Given entries section start
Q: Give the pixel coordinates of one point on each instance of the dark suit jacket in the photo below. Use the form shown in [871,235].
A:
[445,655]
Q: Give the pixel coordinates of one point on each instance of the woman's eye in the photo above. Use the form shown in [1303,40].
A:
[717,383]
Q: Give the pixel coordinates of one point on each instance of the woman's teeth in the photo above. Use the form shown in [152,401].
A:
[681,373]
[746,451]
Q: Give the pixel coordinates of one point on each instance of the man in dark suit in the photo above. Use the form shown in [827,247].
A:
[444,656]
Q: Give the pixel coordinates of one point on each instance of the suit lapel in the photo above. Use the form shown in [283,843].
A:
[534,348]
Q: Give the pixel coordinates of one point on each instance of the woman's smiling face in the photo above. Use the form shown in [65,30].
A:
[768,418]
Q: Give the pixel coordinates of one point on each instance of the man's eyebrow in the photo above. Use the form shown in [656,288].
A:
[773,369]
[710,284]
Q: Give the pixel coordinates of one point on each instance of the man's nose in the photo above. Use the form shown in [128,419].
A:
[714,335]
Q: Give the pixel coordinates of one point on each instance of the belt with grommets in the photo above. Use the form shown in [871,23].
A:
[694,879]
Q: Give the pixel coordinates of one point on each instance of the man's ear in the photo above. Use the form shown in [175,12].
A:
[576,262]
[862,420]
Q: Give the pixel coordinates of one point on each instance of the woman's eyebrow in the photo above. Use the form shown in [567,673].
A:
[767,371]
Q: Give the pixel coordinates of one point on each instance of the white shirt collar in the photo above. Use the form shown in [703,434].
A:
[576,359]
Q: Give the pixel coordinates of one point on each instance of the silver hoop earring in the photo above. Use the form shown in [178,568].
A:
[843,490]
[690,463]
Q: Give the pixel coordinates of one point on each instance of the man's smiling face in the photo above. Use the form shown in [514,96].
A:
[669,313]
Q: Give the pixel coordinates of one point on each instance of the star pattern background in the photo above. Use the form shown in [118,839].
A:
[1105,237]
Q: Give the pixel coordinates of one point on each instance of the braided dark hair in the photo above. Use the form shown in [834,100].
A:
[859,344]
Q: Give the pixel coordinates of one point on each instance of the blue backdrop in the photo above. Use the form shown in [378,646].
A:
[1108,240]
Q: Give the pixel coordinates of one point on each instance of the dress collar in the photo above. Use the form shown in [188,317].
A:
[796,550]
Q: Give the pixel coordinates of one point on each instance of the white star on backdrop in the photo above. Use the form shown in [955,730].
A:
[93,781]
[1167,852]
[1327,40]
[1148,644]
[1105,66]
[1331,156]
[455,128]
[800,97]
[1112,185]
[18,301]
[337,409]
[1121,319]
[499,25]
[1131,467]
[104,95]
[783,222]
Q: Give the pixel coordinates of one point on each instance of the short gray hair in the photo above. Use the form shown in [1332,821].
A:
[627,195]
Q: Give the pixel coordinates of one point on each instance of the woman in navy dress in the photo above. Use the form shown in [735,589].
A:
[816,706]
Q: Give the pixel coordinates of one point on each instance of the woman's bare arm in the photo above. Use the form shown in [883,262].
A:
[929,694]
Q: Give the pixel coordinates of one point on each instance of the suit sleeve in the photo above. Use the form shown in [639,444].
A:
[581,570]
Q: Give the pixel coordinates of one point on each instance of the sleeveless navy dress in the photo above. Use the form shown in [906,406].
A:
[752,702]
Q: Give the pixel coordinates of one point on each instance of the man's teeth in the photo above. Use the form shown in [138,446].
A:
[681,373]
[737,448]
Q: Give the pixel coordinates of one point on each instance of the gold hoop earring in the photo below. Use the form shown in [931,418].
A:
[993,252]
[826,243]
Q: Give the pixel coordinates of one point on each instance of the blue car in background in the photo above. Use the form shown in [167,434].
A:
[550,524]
Given entries section end
Problem description: Search the entries above for the word "background", and copy every line where it occurs.

Written reply:
Q: Give the pixel coordinates of one point on each instance of the star pattern background in the photo above. Use the form shown in [118,839].
Q: Give the pixel coordinates of one point on each instance of the blue car in background in the photo above. Use the form shown in [167,434].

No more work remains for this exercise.